━━━ Source document ━━━

In total, there were 54 different mitochondrial haplotypes in C. formosanus, 9 of which were hypothetical and 28 of which were made up by a single individual (Fig. 2A). Acutogordius taiwanensis presented 9 haplotypes, none of which were hypothetical and 5 of which were made up by a single individual; however, 5 haplotypes were separated from the most common one by just 1 mutation (Fig. 2B). 24 haplotypes, with 5 hypotheticals, were counted for G. chiashanus, and 15 of these were made up by a single individual (Fig. 2C).

Figure 2. Haplotype networks based on COXI fragments. (A) Chordodes formosanus; (B) Acutogordius taiwanensis; (C) Gordius chiashanus.

Pi was 297585 for C. formosanus, around 0.001 for A. taiwanensis and 67063.1 for G. chiashanus. C. formosanus had 54 segregating sites and 30 parsimony-informative ones, while A. taiwanensis had 11 and 4 and G. chiashanus had 30 and 23, respectively. Tajima's D for C. formosanus was around 3.889 × 107, while it was around −2.692 for A. taiwanensis and around 1.209 × 107 for G. chiashanus; this statistic was significant (P = 0) for both C. formosanus and G. chiashanus, but not for A. taiwanensis (P ≈ 1) (Sup. Table 3).

For the Coalescent Bayesian Skyline plot analyses, the number of variable sites was 49 for the Taiwanese samples of C. formosanus, while it was 12 for the Japanese ones. After removing the Myanmar sequence, 7 variable sites were retained for A. taiwanensis. We did not change the alignment file for G. chiashanus, and therefore 30 variable sites remained (Sup. Data). The best substitution model for the Taiwanese samples of C. formosanus was TrN + G4, while TIM1 was the best for the Japanese ones. HKY + I and TPM3uf + I were the best models for A. taiwanensis and G. chiashanus, respectively (Sup. Table 4). The Bayesian Skyline Plot results show how both the populations of C. formosanus are having a small decline, while A. taiwanensis's population tends to be stable (Fig. 3). G. chiashanus's population size seemed to be increasing until recently (Fig. 3).

━━━

Carry on the passage about mitochondrial haplotypes and population size, starting after its last sentence.

━━━ Dataset excerpts ━━━

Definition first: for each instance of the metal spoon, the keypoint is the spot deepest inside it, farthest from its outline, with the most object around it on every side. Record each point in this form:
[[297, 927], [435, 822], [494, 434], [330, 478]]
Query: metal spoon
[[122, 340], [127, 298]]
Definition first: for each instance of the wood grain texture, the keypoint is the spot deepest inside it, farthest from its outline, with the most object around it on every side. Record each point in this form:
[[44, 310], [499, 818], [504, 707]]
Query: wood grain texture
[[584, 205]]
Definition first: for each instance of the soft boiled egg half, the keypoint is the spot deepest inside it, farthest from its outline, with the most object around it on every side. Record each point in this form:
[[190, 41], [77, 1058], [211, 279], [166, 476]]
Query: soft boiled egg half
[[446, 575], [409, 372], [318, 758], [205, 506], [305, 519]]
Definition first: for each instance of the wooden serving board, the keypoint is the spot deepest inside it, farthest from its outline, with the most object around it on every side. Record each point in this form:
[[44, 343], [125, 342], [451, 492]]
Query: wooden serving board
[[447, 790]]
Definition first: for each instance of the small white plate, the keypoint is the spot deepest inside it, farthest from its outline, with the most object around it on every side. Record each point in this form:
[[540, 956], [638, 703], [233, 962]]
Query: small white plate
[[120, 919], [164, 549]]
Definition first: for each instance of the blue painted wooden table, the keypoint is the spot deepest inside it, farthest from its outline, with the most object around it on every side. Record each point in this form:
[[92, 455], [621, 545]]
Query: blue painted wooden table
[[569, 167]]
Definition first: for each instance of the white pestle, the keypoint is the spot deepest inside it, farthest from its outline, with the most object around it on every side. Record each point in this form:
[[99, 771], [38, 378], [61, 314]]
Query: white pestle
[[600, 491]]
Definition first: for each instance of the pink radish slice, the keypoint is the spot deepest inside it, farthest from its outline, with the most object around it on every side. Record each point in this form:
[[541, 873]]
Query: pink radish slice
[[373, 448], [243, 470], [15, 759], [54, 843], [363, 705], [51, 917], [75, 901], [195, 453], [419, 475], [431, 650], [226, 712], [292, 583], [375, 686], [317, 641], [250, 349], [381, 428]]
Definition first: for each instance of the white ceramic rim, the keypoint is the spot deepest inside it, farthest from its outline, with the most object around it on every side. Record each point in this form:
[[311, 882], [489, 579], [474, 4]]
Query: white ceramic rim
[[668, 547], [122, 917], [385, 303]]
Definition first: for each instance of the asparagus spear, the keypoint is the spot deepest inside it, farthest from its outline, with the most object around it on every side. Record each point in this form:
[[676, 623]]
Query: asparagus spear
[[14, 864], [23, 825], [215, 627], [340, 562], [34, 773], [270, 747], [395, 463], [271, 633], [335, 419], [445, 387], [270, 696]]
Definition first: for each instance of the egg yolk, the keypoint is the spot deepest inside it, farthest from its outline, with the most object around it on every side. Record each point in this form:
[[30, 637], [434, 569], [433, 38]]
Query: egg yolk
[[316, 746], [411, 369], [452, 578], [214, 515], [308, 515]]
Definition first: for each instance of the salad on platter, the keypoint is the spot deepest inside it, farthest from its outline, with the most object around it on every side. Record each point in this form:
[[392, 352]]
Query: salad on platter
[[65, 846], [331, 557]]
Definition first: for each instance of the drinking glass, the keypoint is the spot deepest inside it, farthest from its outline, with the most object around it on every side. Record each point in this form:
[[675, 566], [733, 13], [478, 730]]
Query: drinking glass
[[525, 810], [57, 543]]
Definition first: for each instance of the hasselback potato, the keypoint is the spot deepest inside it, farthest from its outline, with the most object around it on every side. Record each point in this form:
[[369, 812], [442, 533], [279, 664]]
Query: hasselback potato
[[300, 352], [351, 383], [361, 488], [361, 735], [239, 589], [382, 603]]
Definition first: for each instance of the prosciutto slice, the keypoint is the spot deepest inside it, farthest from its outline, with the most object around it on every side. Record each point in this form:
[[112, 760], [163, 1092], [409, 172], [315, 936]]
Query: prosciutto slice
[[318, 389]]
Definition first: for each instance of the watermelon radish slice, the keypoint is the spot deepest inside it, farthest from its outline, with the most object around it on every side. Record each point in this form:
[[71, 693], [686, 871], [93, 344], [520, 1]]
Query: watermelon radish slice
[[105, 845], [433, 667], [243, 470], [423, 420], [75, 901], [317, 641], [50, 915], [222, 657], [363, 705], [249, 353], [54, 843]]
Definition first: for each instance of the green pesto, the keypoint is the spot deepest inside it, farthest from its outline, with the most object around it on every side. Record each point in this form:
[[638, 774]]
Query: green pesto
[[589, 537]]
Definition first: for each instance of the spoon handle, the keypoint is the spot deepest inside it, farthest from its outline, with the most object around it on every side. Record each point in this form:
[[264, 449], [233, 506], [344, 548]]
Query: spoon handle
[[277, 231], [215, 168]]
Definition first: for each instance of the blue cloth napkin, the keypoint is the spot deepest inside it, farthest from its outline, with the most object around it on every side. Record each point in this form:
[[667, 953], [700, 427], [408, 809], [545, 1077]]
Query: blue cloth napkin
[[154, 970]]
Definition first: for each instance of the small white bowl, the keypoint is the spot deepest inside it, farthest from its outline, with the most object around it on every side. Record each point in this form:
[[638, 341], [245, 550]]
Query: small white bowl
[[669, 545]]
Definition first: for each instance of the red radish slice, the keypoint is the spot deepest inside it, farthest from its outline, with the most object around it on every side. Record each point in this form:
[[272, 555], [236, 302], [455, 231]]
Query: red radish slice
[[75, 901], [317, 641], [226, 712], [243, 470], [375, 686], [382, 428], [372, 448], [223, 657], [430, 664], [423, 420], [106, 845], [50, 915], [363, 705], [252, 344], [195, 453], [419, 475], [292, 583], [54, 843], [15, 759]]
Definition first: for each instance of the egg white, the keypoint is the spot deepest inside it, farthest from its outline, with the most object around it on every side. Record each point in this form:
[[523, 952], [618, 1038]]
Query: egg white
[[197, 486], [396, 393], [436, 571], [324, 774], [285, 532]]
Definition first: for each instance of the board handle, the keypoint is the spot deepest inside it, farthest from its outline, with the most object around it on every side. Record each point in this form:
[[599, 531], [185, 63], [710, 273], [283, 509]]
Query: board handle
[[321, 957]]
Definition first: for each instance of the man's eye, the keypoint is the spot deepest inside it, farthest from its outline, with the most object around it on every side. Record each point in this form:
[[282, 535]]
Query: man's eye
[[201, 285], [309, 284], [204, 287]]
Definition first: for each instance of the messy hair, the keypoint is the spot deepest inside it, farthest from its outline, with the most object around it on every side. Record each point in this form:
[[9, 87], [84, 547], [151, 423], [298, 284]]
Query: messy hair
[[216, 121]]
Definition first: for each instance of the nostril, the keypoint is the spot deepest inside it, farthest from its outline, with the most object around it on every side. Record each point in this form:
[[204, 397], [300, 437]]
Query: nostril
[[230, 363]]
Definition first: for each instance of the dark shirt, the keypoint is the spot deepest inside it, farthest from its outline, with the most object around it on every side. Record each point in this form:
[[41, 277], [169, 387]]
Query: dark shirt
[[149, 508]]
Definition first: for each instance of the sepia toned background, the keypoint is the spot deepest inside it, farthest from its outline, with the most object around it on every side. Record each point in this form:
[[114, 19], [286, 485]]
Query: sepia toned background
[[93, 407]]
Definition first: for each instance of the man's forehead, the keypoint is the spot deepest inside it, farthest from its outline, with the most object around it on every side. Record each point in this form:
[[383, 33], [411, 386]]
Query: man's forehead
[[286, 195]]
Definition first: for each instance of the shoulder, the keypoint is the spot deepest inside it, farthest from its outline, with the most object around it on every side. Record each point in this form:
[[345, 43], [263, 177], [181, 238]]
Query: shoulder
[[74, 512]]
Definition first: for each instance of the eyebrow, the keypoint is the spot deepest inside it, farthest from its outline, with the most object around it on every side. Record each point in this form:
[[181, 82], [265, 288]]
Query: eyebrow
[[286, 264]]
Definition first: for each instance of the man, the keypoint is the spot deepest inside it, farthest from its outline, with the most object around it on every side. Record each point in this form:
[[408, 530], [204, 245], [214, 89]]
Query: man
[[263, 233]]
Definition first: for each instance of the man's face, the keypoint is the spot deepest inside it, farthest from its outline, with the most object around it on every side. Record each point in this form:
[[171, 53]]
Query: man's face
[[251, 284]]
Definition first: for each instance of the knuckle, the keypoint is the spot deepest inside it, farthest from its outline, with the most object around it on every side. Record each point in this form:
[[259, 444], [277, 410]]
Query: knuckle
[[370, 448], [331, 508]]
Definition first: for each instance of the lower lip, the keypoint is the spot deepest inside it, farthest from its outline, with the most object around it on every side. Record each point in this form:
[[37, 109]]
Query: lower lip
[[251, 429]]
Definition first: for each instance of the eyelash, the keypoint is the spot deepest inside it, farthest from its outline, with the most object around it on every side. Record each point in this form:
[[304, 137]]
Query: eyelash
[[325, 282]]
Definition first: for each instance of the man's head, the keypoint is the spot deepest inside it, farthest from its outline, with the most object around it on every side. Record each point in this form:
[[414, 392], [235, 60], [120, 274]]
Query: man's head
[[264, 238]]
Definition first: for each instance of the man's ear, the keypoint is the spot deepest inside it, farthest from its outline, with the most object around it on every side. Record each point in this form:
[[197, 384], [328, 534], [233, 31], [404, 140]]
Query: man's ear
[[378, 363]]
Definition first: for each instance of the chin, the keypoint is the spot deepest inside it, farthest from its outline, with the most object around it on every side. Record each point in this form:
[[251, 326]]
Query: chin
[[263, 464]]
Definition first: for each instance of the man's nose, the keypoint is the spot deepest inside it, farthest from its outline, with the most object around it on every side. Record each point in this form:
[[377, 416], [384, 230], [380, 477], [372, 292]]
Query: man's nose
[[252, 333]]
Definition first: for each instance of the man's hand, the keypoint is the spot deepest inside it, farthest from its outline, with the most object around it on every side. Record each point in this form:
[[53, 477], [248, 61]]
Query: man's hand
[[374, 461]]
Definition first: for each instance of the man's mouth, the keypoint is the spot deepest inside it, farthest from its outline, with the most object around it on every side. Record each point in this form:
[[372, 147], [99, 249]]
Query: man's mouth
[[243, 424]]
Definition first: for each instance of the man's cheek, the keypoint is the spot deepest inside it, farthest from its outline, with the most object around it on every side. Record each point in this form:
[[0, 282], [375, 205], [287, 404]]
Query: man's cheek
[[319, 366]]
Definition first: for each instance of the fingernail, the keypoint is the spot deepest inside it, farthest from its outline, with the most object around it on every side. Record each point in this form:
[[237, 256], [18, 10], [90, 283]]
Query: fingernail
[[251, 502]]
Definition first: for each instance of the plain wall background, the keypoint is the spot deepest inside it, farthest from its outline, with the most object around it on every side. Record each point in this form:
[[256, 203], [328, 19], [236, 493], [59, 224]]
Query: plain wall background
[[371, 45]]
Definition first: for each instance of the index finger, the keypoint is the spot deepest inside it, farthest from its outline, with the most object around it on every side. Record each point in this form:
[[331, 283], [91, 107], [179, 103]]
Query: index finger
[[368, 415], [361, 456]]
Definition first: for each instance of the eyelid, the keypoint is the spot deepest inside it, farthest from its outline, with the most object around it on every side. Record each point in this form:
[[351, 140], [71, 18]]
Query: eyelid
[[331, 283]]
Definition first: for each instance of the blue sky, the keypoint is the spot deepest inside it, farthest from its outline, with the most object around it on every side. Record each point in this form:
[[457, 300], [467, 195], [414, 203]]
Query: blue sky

━━━

_Task response:_
Figure 3. Bayesian Sky Plots based on COXI fragments per each species/population.

ddRADseq analyses

The ipyrad trimming step led to an average read number of 2195578.39 per C. formosanus sample (including samples that were discarded because of the low number of reads or low number of retained loci). The ipyrad final output for C. formosanus had a SNP matrix size of 2248, with 17.82% missing sites, while the total sequence matrix size was 52233, with 17.59% missing sites. The lowest number of loci in assembly per an individual was 331, while the highest one was 548 and the average was around 473.889 loci per samples (Sup. Data).

For the Stacks output, an average read number of 1672668.836 per sample was retained (including samples that were discarded because of low number of reads). The optimal settings for C. formosanus were obtained with both the number of allowed mismatches (M) and the number of allowed mismatches between individual loci and the catalogue of loci (n) set to 6. For A. taiwanensis and G. chiashanus, the best results were obtained with M and n set to 12 and 9, respectively. The number of R80 loci was 1876 for C. formosanus, 1388 for A. taiwanensis and 2484 for G. chiashanus. After removing the SNPs with 20% of the missing data, 4243 SNPs were retained for PCA and snapclust analyses for C. formosanus (Sup. Data).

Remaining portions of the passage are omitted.